Written request A:
Report every line of the listing below that contains the word "black". Case counts.

--- BEGIN Extract ---

Skiing in July. Yes, believe it or not it’s possible, and is even some of the best skiing I have ever experienced; winter or summer. Over the past two summers I have made the migration from Michigan to the High Volcanic peaks of the Pacific Northwest, the combination of high altitude and even higher snowfall totals provide enough snow and glacial ice to ski 12 month a year.
I have been lucky enough to live on Mt. Hood working my childhood dream job at Windells Camp, a haven for summer freestyle skiing. While Mt. Hood is rightfully known for its summer park skiing and race training, the upper mountain, which towers over the ski area beneath it, also has some of the most accessible summer ski mountaineering in the world. After hearing horror stories of how steep, technical and dangerous the climb can be from friends and Mt. Hood locals, the summit became more than just a high piece of rock and ice to me, it became a goal for me. Something by which I could compare myself to all those who had climbed and skied before me, to see if I had what it took to enter the world of ski mountaineering.
After looking up at the peak with a mixture of excitement and fear for almost 2 full summers of skiing the parks below, on July 20th the stars finally aligned for a summit attempt. A coworker came through with extra Crampons and an Ice Axe, work schedules of old friends Jack Frost, Liz Finkelstein and Jennifer Abraham, who had all moved west after graduation aligned. Finally and most importantly we had a great looking weather window to attempt the summit! After several different plans, and getting woken up wayyyy too early by my climbing partners for a 2 AM alpine start, I was relieved the group decided the clear cold weather would likely keep everything frozen up late enough for a 7AM first chair palmer start. Back to Sleep for another 6 hours!
We woke back up at around 6 AM, quickly gathered all of our necessary gear, had to turn around once for my ski boots (sorry guys!) and finally arrived at Timberline Lodge at around 6:30 AM. As I filled out the necessary permits and checked in, the fact that we were really going to attempt the summit kicked in. I was a little nervous of the unknown to come, but excitement at what it would feel like to reach the top quickly drowned out any second thoughts. We rode Timberline’s lifts for about 2 miles and 3000 feet of vertical. With fresh legs at the top of the Palmer lift we began our ascent. The first part of the ascent is long and monotonous. With nothing to put how massive the formations of Mt Hood truly are into scale it sometimes felt like we were walking on a long slanted treadmill, with nothing getting any closer. Crater Rock, for example, appears to be less than a mile away from the lifts, but in reality is close to a 2 hour slog. Early in the climb we began to see tiny dots in the snow at the base of the rock. It took a few seconds to realize that these tiny dots were in fact descending climbers. A little discouraged, we trudged on, and after another hour and half with lot of feeling very out of shape and wondering why anyone would ever want to climb a mountain we reached the base of Crater Rock.
From this point on the climb began to become more technical and exposed. We threw on crampons and soon after saw the first proof that we were on an active glacier, in the mandatory crossing of a small shallow crack near the volcano’s active steam vents. We carefully crossed the crack and continued on to the top of Crater Rock and final resting point before the last steep pitch to the summit. I ended up laying down for a quick rest on my skis, and was so tired I accidentally took a quick snow nap waiting for the rest of the group to arrive. We all rested in the last flat area for around a half hour in preparation for the final and steepest pitch to come.

--- END Extract ---
--- BEGIN Exercise materials ---

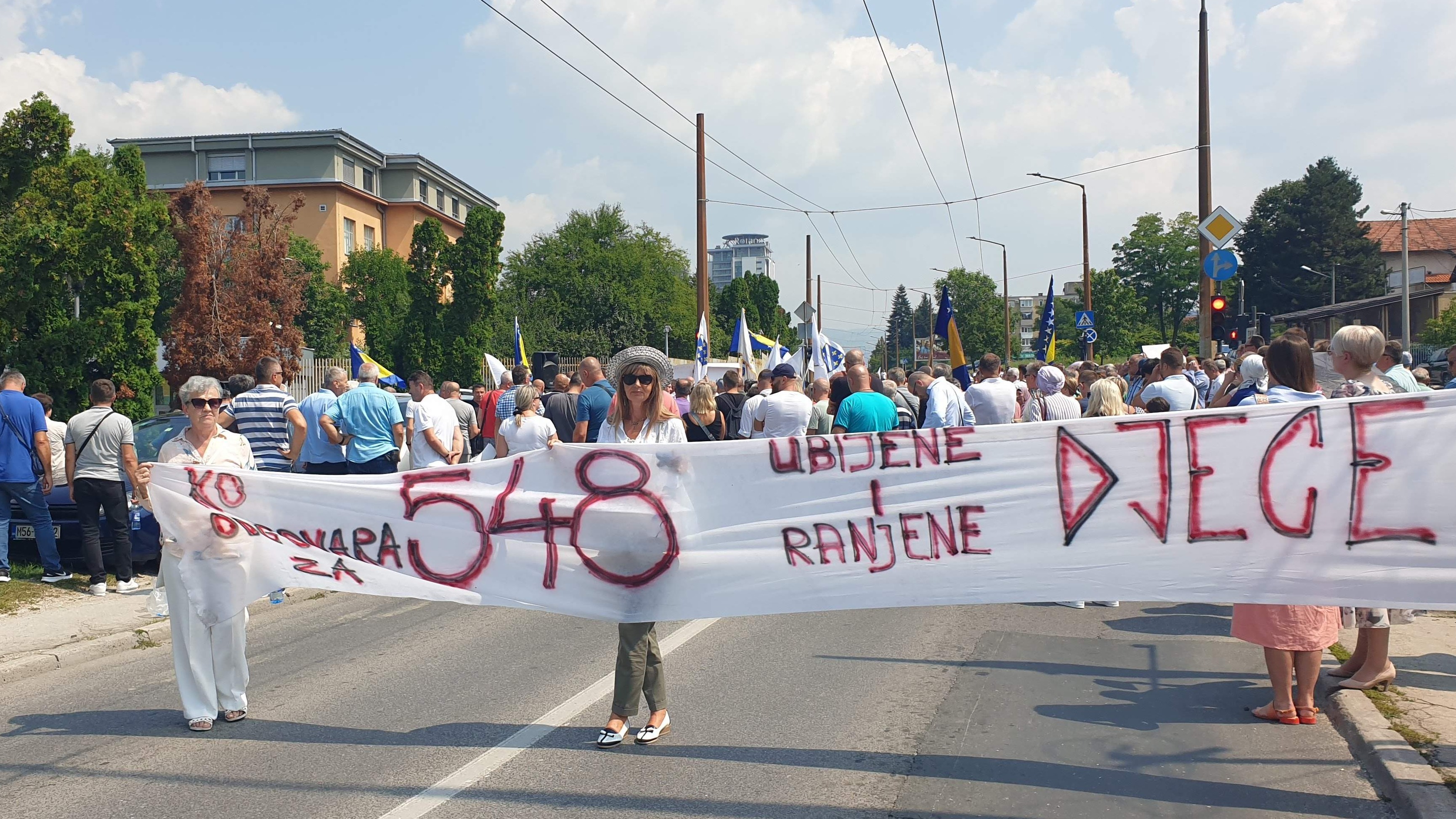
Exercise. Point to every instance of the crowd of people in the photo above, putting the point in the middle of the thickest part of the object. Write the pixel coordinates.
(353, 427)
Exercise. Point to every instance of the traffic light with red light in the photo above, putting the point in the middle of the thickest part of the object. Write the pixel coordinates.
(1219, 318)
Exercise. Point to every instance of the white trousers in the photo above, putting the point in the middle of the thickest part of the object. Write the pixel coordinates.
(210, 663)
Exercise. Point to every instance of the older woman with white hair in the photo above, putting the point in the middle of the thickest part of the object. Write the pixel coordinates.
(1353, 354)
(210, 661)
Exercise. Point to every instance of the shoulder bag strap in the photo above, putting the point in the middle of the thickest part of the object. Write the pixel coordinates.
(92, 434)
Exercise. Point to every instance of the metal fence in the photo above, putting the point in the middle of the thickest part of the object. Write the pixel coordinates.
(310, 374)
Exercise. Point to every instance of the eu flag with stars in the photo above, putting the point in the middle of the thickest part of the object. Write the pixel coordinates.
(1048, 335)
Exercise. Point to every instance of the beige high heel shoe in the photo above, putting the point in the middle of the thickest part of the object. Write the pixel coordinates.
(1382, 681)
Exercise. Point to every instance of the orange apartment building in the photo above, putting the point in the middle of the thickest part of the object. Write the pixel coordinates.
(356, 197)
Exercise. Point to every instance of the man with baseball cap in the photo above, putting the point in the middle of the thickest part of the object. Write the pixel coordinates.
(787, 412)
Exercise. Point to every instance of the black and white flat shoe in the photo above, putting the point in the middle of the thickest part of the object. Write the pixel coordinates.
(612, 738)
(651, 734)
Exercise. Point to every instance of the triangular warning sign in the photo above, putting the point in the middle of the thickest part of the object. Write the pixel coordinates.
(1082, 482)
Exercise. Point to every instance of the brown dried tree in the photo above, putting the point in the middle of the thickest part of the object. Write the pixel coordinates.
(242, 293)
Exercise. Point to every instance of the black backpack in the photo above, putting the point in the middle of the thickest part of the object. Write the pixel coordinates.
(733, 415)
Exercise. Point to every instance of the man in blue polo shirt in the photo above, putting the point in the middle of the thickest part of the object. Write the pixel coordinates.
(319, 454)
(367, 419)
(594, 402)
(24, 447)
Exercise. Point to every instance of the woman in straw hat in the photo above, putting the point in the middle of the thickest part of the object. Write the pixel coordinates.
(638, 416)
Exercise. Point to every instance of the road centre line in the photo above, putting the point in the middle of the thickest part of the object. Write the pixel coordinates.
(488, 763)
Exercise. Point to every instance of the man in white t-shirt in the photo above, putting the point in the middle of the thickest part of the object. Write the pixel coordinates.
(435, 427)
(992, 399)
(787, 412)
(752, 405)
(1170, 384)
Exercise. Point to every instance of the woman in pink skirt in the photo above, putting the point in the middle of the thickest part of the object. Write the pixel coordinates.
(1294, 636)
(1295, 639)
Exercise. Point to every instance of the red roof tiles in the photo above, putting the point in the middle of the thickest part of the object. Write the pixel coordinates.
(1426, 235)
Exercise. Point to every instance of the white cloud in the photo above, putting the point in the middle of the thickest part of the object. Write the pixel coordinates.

--- END Exercise materials ---

Written request B:
Please echo the Mt. Hood climb account from "Skiing in July." to "month a year.".

Written reply A:
Exercise. Point to every instance of the black and white flat shoe in the photo above, putting the point in the middle of the thickest part of the object. Write the pixel coordinates.
Exercise. Point to every instance of the black backpack in the photo above, putting the point in the middle of the thickest part of the object. Write the pixel coordinates.

Written reply B:
Skiing in July. Yes, believe it or not it’s possible, and is even some of the best skiing I have ever experienced; winter or summer. Over the past two summers I have made the migration from Michigan to the High Volcanic peaks of the Pacific Northwest, the combination of high altitude and even higher snowfall totals provide enough snow and glacial ice to ski 12 month a year.